— Start —

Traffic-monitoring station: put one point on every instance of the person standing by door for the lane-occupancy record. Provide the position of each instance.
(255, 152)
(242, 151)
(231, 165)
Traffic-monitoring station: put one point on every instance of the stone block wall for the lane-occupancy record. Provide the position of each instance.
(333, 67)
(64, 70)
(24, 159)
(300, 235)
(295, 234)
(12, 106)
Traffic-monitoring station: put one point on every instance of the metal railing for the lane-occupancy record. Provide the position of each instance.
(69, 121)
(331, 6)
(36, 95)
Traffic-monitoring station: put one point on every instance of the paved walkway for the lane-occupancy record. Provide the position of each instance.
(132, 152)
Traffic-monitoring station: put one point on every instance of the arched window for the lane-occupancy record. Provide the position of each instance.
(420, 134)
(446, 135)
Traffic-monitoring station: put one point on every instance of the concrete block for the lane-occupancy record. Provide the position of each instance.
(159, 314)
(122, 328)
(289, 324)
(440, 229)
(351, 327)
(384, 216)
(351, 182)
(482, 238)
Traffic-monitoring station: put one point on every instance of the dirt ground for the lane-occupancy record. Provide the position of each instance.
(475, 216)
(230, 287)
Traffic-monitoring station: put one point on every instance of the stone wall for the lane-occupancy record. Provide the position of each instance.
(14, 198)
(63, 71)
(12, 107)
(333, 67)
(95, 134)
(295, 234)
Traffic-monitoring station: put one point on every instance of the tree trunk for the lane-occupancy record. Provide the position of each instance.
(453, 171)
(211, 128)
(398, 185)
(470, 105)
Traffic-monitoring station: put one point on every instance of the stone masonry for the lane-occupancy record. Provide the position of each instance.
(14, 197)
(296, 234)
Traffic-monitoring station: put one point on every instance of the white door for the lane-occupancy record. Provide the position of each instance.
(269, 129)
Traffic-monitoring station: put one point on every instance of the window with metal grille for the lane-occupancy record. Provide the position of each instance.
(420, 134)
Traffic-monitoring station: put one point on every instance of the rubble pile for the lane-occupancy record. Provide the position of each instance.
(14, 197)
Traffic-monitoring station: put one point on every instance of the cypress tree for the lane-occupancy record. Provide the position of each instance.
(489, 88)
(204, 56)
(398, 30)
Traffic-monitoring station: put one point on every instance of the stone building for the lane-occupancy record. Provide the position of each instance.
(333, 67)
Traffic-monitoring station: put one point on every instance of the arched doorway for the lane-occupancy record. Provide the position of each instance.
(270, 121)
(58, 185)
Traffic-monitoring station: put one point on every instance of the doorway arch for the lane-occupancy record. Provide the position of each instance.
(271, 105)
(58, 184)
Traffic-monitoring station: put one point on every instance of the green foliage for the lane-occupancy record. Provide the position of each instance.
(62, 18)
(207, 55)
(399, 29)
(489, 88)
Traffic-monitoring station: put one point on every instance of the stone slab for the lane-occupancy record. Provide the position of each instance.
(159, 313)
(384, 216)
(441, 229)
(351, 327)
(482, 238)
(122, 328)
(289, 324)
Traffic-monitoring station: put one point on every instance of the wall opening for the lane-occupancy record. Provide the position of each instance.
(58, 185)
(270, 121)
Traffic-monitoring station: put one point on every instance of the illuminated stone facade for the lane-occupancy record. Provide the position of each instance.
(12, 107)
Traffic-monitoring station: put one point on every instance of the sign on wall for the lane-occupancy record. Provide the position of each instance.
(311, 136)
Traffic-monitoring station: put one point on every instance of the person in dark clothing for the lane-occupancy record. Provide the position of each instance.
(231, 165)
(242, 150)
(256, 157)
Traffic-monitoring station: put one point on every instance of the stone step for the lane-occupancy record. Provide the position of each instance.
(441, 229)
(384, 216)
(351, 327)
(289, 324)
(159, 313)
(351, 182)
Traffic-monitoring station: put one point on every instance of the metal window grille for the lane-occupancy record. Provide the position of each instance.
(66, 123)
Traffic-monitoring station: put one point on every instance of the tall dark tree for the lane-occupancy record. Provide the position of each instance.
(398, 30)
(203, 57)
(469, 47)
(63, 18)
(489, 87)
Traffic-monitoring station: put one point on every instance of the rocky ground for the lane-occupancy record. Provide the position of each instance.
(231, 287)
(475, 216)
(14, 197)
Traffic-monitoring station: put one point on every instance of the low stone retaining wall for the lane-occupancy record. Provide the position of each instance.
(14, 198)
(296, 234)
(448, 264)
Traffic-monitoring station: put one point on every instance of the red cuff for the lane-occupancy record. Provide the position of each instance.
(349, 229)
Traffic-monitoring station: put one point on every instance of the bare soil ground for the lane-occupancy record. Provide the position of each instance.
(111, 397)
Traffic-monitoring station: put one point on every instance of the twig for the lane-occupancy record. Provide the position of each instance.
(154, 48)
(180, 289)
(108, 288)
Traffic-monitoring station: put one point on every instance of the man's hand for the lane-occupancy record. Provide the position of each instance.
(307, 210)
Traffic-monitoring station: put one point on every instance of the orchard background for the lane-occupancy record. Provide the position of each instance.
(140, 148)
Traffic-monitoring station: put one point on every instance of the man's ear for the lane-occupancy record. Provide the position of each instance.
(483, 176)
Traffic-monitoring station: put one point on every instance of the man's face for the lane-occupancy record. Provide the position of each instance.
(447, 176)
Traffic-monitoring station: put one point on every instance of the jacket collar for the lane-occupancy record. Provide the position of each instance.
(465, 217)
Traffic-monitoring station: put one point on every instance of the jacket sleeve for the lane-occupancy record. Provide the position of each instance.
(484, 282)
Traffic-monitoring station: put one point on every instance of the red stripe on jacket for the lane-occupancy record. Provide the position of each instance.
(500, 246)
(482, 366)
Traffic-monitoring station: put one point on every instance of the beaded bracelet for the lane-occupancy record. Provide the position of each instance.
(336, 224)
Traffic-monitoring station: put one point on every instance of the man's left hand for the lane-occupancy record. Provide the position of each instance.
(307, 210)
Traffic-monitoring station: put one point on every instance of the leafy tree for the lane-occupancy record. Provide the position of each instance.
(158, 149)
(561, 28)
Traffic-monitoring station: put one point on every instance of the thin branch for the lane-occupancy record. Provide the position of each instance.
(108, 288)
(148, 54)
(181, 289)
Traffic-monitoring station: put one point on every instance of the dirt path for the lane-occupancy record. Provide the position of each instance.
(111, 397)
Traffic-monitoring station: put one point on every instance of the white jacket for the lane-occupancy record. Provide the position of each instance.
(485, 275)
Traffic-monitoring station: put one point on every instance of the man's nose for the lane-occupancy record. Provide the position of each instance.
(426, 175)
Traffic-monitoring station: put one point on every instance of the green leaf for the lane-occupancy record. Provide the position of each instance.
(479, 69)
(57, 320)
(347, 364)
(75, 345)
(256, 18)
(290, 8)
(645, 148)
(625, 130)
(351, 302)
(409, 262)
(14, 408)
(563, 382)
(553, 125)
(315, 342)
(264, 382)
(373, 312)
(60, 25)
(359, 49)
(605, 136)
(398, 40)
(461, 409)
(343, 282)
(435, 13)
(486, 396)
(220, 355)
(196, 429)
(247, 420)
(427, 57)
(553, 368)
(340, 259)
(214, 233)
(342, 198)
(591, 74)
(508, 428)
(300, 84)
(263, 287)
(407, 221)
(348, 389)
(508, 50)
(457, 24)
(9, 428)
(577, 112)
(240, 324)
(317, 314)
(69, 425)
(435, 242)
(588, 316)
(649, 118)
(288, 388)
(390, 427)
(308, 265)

— End —

*Objective*.
Can you reproduce all the material exactly?

*Full answer*.
Traffic-monitoring station: put one point on every instance of the person standing by door for the lane-occupancy record. Provide the position of each instance.
(255, 152)
(242, 151)
(231, 165)
Traffic-monitoring station: put one point on every instance of the stone block wall for the lane-occupancy record. Provide the position of each instance.
(333, 67)
(64, 70)
(24, 159)
(300, 235)
(295, 234)
(12, 106)
Traffic-monitoring station: put one point on every instance of the metal railing for the lane-occupancy record. Provide the position of each instance.
(69, 121)
(331, 6)
(36, 95)
Traffic-monitoring station: put one point on every instance of the paved walkway for the lane-occupancy record. Provide the position of each instance.
(132, 152)
Traffic-monitoring station: put one point on every instance of the arched window for the lane-occupancy record. Provide the position of each instance.
(420, 134)
(446, 135)
Traffic-monitoring station: put one point on every instance of the concrete block for the lane-occupancy record. Provide the position of each instance.
(159, 314)
(122, 328)
(289, 324)
(440, 229)
(351, 327)
(384, 216)
(351, 182)
(482, 238)
Traffic-monitoring station: put one point on every instance of the dirt ground for the lane-occupancy record. Provide the position of each instance.
(475, 216)
(230, 287)
Traffic-monitoring station: put one point on every instance of the stone wall for the lane-occupancy record. Provide the position of each instance.
(14, 198)
(63, 71)
(12, 107)
(333, 67)
(95, 134)
(295, 234)
Traffic-monitoring station: put one point on every instance of the tree trunk for the lane-occupancy record. Provide the position of each instance.
(453, 171)
(211, 128)
(398, 185)
(470, 105)
Traffic-monitoring station: put one point on every instance of the stone masonry for the lane-occupancy record. Provide the position of each instance.
(14, 197)
(296, 234)
Traffic-monitoring station: put one point on every instance of the white door for the lane-occupancy record. Provide the position of each instance.
(269, 129)
Traffic-monitoring station: put one point on every instance of the window with metal grille for the lane-occupancy record. Provide the position of each instance.
(420, 134)
Traffic-monitoring station: put one point on every instance of the rubble pile for the lane-occupancy record. Provide the position of each instance.
(14, 197)
Traffic-monitoring station: put one point on every instance of the cypress tree for the lane-occupancy record. Provide the position of each instance.
(489, 88)
(204, 56)
(398, 30)
Traffic-monitoring station: put one point on every instance of the stone building for the lane-occupancy record. Provide the position of each instance.
(333, 67)
Traffic-monitoring station: put one point on every instance of the arched doorway for the lane-occupancy record. Provide the position of each instance.
(270, 121)
(58, 185)
Traffic-monitoring station: put one point on every instance of the doorway arch for the lane-occupancy record. Provide the position of each instance.
(271, 105)
(58, 184)
Traffic-monitoring station: put one point on every instance of the green foliage for the lane-occupancy record. Provide the position of each instance.
(62, 18)
(207, 55)
(399, 29)
(489, 88)
Traffic-monitoring station: put one point on every instance of the stone slab for the lane-occupancy record. Provide the position of each instance.
(159, 313)
(384, 216)
(441, 229)
(351, 327)
(482, 238)
(122, 328)
(289, 324)
Traffic-monitoring station: put one point on every instance of the wall opening for the lane-occupancy record. Provide the position of each instance.
(58, 185)
(270, 121)
Traffic-monitoring station: put one point on every instance of the illuminated stone facade for the lane-occupancy record. Provide the position of each instance.
(12, 107)
Traffic-monitoring station: put one point on every instance of the sign on wall for the lane-occupancy record. Provide the position of each instance.
(311, 136)
Traffic-monitoring station: put one point on every instance of the person in dark clothing for the lane-occupancy record. Provide the position of each instance.
(231, 165)
(242, 150)
(256, 157)
Traffic-monitoring station: put one point on every instance of the stone step for the lane-occupancy record. Provide the position of each instance.
(441, 229)
(384, 216)
(351, 327)
(289, 324)
(159, 313)
(351, 182)
Traffic-monitoring station: put one point on every instance of the metal window grille for the lane-occupancy record. Provide the position of each instance.
(66, 123)
Traffic-monitoring station: put one point on every instance of the tall dark tree for the lane-occupancy record. Provide the position of each instance.
(398, 30)
(203, 57)
(469, 47)
(63, 18)
(489, 87)
Traffic-monitoring station: put one point on every instance of the rocky ground for the lane-occupancy record. Provide the position of each instance.
(231, 287)
(475, 216)
(14, 197)
Traffic-monitoring station: put one point on every instance of the low stone retaining wall for the lane-occupancy record. Provide the position of each instance.
(14, 198)
(296, 234)
(448, 264)
Traffic-monitoring station: put one point on every instance of the red cuff for the lane-occupancy record. Provide the position of each instance.
(349, 229)
Traffic-monitoring station: put one point on every instance of the bare soil ground for the lane-occupancy record. Provide the position of each instance.
(111, 397)
Traffic-monitoring station: put one point on every instance of the twig for the lane-occupancy record. Provide the position of each instance.
(154, 48)
(180, 289)
(108, 288)
Traffic-monitoring station: put one point on every instance of the man's hand for the lane-occupancy record. Provide the position of each instance.
(307, 210)
Traffic-monitoring station: put one point on every instance of the orchard background for the lane-occupancy record. Provide the position of each instance.
(140, 148)
Traffic-monitoring station: put one point on every instance of the man's ear for the lane-occupancy record. Provide the position of each instance.
(483, 176)
Traffic-monitoring station: put one point on every instance of the man's face for the lane-occupancy record. Provide the position of each instance.
(447, 176)
Traffic-monitoring station: put one point on every instance of the jacket collar for the lane-occupancy record. Provide the position of each instance.
(465, 217)
Traffic-monitoring station: put one point on every instance of the jacket sleeve for the lane-occupancy record. Provide the position of each instance.
(484, 282)
Traffic-monitoring station: put one point on every instance of the red stripe on jacket for the lane-occupancy record. Provide the position of each instance.
(500, 246)
(482, 366)
Traffic-monitoring station: put one point on every instance of the beaded bracelet for the lane-occupancy record. Provide the position of each instance.
(336, 224)
Traffic-monitoring station: put one point on every instance of the man's left hand for the lane-occupancy record. Provide the position of each instance.
(307, 210)
Traffic-monitoring station: put one point on every instance of the leafy tree for the lane-occupancy record. Provide the position of each instance.
(158, 149)
(561, 28)
Traffic-monitoring station: put one point on every instance of the thin branch for the lane-occupancy record. Provide the position of each instance.
(108, 288)
(148, 54)
(181, 289)
Traffic-monitoring station: put one point on every instance of the dirt path for the lane-occupancy record. Provide the position of each instance.
(111, 397)
Traffic-monitoring station: put one point on every instance of the white jacket for the lane-occupancy record. Provide the position of each instance.
(485, 275)
Traffic-monitoring station: put one point on every instance of the man's nose for the lane-occupancy record. Provide the position of each instance.
(426, 175)
Traffic-monitoring station: put one point on every instance of the green leaf for the lane-occupancy record. Provide the position of each instance.
(479, 69)
(57, 320)
(347, 364)
(75, 345)
(256, 18)
(290, 8)
(645, 148)
(625, 130)
(351, 302)
(409, 262)
(14, 408)
(563, 382)
(553, 125)
(315, 342)
(264, 382)
(373, 312)
(60, 25)
(359, 49)
(605, 136)
(398, 40)
(461, 409)
(343, 282)
(435, 13)
(486, 396)
(220, 355)
(196, 429)
(247, 420)
(427, 57)
(553, 368)
(340, 259)
(214, 233)
(342, 198)
(591, 74)
(508, 428)
(300, 84)
(263, 287)
(407, 221)
(348, 389)
(508, 50)
(457, 24)
(9, 428)
(577, 112)
(240, 324)
(317, 314)
(69, 425)
(435, 242)
(588, 316)
(649, 118)
(288, 388)
(390, 427)
(308, 265)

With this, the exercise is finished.